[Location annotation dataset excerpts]
-- Start --

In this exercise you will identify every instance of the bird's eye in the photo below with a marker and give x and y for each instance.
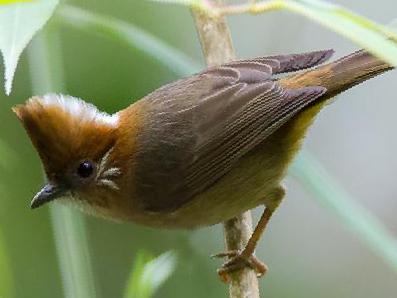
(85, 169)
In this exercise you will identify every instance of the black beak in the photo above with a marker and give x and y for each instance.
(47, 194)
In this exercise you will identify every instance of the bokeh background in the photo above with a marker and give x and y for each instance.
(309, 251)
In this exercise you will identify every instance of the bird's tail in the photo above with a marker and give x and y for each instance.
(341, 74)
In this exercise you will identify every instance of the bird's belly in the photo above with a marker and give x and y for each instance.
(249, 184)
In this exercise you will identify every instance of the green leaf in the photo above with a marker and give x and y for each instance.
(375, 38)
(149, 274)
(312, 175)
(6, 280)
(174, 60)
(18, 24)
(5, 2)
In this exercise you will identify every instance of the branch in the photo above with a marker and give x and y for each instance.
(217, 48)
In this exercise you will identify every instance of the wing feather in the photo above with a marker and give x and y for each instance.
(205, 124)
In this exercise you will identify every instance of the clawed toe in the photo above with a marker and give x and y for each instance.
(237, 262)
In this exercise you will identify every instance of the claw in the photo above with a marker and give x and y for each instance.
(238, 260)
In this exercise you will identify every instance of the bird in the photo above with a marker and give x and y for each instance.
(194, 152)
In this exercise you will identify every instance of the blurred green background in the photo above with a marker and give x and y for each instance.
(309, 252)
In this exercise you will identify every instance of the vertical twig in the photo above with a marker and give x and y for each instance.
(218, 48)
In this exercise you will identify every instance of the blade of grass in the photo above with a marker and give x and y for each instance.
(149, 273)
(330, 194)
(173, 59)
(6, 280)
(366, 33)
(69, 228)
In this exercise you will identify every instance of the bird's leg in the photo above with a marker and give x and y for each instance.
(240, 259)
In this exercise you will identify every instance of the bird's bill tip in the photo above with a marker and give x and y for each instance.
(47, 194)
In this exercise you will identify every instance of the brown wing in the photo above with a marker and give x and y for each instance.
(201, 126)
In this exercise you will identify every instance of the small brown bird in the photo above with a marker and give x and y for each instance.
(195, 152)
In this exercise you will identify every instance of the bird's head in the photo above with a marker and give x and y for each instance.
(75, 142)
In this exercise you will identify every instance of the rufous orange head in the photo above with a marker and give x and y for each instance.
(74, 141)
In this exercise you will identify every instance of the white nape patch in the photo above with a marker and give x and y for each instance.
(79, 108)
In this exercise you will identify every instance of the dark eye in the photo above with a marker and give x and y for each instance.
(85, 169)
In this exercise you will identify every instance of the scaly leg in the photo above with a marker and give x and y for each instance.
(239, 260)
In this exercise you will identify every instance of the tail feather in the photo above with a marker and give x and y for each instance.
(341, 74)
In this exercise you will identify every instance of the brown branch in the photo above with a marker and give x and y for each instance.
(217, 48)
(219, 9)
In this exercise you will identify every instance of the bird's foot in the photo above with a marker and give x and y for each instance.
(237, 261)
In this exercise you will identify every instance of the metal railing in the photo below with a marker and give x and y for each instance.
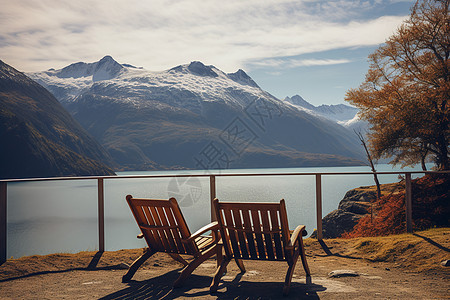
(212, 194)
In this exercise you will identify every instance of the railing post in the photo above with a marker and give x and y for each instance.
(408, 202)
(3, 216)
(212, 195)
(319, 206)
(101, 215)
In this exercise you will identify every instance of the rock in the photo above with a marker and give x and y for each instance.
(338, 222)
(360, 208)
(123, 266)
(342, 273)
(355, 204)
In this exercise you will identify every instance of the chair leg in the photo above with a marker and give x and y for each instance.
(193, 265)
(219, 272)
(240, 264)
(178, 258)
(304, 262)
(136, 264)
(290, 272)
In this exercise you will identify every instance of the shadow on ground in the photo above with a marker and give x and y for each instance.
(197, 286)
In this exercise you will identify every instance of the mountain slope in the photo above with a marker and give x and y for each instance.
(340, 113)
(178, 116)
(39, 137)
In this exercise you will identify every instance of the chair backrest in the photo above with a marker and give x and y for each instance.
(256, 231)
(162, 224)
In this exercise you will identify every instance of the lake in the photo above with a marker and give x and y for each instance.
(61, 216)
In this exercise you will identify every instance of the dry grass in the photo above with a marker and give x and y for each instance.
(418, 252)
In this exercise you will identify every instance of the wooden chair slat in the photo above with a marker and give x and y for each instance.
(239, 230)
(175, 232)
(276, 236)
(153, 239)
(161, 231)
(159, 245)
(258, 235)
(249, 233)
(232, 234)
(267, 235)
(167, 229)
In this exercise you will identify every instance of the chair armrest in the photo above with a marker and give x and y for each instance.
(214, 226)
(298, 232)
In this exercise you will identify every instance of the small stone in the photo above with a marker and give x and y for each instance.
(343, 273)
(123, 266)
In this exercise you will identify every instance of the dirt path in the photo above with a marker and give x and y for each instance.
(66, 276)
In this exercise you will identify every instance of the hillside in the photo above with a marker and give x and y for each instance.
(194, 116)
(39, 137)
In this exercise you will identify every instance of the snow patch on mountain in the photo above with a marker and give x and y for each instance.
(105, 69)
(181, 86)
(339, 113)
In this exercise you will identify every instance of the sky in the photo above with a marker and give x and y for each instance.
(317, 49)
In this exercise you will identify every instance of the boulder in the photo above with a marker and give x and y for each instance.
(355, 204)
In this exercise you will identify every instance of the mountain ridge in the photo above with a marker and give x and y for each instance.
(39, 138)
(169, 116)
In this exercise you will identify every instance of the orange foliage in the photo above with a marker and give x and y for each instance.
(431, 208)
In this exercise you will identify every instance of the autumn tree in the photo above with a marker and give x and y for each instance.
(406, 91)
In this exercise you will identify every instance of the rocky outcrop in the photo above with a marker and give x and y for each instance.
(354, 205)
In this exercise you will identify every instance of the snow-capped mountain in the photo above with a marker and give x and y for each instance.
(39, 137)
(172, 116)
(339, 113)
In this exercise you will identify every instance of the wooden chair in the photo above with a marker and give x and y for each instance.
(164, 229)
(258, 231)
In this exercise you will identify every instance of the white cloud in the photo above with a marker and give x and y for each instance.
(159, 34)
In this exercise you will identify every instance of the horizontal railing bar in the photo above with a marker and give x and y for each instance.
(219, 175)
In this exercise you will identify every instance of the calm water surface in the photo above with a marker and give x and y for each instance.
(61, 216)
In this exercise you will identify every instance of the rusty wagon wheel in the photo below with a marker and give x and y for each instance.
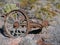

-- End --

▶ **SHORT PROBLEM**
Reproduce exactly, and only, the lines from the one containing "the white cloud" through the last line of the records above, both included, leaving out any pictures.

▶ **THE RESPONSE**
In this exercise you will identify every instance of the white cloud in the photo above with a marker and give x and y for each instance.
(159, 34)
In this exercise you will identify every instance of the horizontal railing bar in the photo above with a marker and give x and y for each instance.
(219, 175)
In this exercise you will identify every instance of the calm water surface in the photo above with a marker and give x and y for each instance.
(61, 216)
In this exercise you will identify every instance of the rusty wagon wheel in the photo below with a marker and give x and y for each instance.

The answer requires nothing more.